Source —
OK, so desserts aren't really wholesome, but when made from scratch, with decent ingredients and things you can pronounce, it's a better choice than eating a bunch of chemicals.
When I asked Jim one time if he had any requests for dessert, this is what he wanted. Don't be intimidated - it's super easy! If you've ever made a lemon meringue pie before, the method is a bit similar. Just get all of your ingredients measured and ready before you start and it will all come together, stress free.
Coconut Cream Pie
1 (10-inch) baked pie shell (recipe follows)
3-4 tbsp. flaked or shredded coconut3/4 cup sugar
1 1/2 cups unsweetened coconut milk (do not use low-fat)
(this measure will be almost an entire can)
1 1/2 cups milk
4 tbsp. cornstarch
5 egg yolks (use the whites for an omelette)

Data shown —
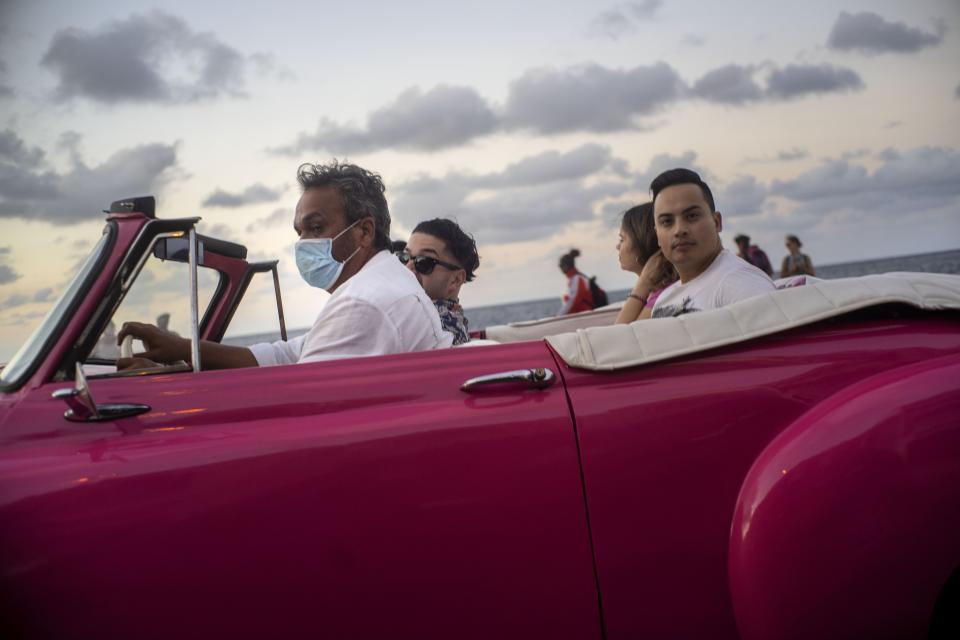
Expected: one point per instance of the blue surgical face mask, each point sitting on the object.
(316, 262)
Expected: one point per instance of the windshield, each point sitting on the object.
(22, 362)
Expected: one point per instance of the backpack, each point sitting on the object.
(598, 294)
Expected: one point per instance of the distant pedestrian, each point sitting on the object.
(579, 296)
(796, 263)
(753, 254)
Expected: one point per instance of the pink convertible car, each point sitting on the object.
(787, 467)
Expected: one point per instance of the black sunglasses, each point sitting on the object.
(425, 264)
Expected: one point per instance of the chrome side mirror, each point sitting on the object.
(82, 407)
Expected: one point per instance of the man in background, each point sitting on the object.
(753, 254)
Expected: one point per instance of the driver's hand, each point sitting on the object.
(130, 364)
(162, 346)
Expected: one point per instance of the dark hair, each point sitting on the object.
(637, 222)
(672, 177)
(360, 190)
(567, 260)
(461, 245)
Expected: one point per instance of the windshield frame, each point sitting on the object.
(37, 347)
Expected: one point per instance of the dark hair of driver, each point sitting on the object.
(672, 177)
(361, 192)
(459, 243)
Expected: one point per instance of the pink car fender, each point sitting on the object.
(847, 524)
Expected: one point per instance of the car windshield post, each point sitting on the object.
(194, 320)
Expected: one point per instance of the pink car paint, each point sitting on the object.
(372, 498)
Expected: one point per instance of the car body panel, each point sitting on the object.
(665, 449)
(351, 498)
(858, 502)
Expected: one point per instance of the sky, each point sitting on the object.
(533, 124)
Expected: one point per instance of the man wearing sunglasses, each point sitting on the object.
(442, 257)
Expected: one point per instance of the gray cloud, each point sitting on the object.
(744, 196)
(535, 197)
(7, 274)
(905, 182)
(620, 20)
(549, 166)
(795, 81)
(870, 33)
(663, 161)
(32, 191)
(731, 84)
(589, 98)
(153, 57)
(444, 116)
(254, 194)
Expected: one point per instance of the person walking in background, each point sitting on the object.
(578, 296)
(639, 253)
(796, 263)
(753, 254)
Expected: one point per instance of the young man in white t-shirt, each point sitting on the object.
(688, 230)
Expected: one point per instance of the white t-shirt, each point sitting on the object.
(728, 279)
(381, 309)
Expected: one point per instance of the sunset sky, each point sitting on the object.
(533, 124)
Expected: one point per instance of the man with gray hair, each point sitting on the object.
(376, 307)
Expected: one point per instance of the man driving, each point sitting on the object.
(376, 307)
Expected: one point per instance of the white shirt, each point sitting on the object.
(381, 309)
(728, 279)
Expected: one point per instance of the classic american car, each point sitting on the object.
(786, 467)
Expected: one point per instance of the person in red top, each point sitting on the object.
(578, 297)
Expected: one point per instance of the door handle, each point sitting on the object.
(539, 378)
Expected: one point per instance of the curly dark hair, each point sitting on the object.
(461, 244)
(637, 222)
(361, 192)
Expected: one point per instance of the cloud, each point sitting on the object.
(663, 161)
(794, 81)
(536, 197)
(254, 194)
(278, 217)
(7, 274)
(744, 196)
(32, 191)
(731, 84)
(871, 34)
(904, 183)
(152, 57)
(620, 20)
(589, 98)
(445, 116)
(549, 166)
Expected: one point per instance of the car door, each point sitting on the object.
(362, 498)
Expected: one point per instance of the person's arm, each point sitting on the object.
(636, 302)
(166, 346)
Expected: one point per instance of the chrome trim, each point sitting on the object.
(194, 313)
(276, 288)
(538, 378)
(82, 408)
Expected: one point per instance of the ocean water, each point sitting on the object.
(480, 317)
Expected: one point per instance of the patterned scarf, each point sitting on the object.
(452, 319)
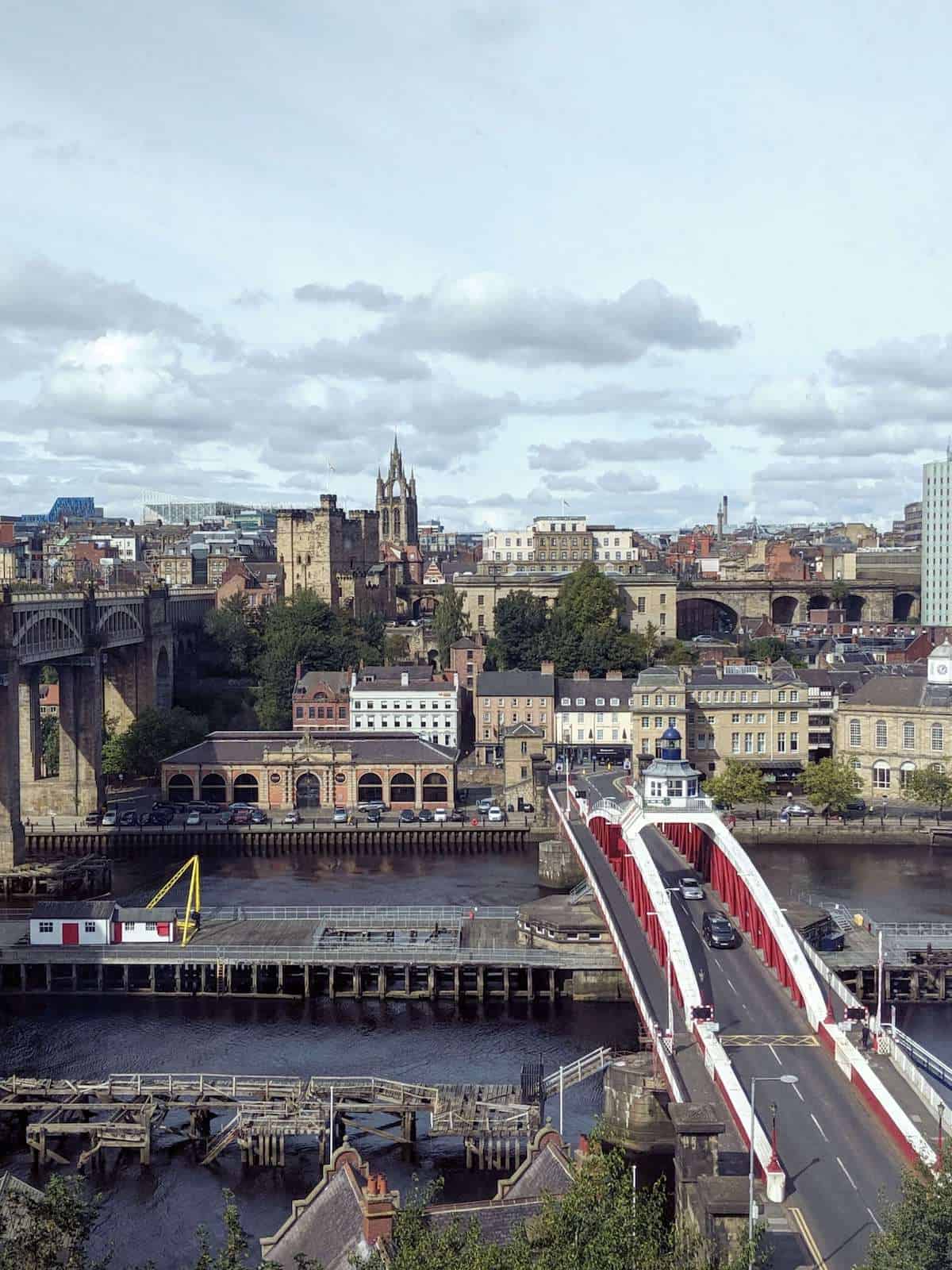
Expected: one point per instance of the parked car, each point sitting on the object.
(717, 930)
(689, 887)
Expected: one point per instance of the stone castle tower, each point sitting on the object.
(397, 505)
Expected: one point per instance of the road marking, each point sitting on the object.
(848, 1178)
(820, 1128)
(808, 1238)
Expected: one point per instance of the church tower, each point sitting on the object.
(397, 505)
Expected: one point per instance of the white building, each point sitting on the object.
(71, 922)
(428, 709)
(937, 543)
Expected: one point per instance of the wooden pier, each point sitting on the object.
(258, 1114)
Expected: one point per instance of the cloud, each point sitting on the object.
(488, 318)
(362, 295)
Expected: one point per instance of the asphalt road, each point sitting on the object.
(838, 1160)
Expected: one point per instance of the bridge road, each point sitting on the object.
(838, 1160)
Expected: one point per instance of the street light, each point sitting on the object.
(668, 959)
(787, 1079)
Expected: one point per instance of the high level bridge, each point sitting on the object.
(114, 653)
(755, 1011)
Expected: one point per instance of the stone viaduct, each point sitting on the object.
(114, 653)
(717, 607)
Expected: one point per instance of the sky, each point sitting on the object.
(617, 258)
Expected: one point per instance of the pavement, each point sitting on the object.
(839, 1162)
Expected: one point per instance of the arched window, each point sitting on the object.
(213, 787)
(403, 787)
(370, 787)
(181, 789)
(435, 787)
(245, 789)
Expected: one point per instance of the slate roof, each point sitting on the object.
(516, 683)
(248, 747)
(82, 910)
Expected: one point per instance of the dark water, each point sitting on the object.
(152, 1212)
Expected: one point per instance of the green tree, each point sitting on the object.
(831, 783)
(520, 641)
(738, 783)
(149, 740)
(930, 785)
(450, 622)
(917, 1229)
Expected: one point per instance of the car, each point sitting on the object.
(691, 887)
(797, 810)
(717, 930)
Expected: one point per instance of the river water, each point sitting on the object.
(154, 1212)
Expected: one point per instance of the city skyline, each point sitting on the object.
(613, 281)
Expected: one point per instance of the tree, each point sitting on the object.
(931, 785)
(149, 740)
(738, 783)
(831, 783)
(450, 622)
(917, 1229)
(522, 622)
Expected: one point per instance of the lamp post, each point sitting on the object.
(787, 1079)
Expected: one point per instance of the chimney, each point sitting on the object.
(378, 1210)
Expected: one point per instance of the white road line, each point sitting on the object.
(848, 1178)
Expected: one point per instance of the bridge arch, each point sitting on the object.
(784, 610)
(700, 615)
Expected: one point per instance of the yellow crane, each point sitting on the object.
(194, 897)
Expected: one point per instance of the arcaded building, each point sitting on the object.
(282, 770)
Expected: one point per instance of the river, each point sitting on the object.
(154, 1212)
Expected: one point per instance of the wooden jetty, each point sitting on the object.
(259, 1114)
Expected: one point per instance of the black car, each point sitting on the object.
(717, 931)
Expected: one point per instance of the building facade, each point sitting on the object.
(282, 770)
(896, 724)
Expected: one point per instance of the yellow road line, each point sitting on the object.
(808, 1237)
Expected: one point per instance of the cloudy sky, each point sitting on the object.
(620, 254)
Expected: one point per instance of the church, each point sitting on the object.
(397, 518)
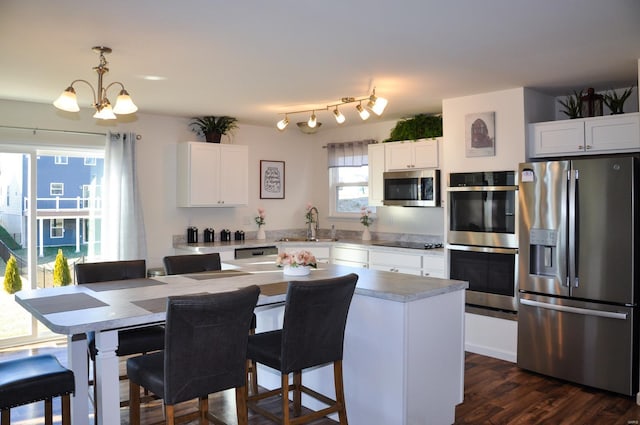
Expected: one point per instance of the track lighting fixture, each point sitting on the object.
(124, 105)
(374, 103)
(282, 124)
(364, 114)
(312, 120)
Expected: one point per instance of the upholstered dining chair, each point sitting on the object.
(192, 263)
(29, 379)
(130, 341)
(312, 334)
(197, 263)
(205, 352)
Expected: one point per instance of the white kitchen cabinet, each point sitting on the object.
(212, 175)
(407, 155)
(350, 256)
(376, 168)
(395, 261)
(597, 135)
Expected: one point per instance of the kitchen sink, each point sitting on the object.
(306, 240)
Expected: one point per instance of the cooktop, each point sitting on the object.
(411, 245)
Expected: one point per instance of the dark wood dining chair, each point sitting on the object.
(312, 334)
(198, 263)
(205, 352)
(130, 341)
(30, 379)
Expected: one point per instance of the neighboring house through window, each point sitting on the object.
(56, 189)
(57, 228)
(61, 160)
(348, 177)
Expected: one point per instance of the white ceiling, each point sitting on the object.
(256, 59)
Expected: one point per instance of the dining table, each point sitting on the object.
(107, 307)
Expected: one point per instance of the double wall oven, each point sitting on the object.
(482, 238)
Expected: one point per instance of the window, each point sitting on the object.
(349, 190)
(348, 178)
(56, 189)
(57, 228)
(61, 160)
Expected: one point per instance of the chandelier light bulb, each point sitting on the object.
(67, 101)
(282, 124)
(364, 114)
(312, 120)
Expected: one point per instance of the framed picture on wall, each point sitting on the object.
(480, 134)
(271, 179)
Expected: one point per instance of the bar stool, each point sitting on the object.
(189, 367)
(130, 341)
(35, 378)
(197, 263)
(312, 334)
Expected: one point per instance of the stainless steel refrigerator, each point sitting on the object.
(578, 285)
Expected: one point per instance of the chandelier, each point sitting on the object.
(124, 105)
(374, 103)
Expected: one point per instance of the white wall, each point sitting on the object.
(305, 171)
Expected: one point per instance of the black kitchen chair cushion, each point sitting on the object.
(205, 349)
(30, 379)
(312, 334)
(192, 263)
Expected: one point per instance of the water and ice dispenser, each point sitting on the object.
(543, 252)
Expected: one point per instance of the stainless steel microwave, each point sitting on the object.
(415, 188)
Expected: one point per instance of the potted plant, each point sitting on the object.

Required work —
**a.** Please print the part of the coconut cream pie recipe above word for word, starting with "OK, so desserts" and going on through "bunch of chemicals.".
**b.** Count the lines in the rows above that contain the string "chandelier", with case counting, and give only the number.

Solved tasks —
**a.**
OK, so desserts aren't really wholesome, but when made from scratch, with decent ingredients and things you can pronounce, it's a better choice than eating a bunch of chemicals.

**b.** 2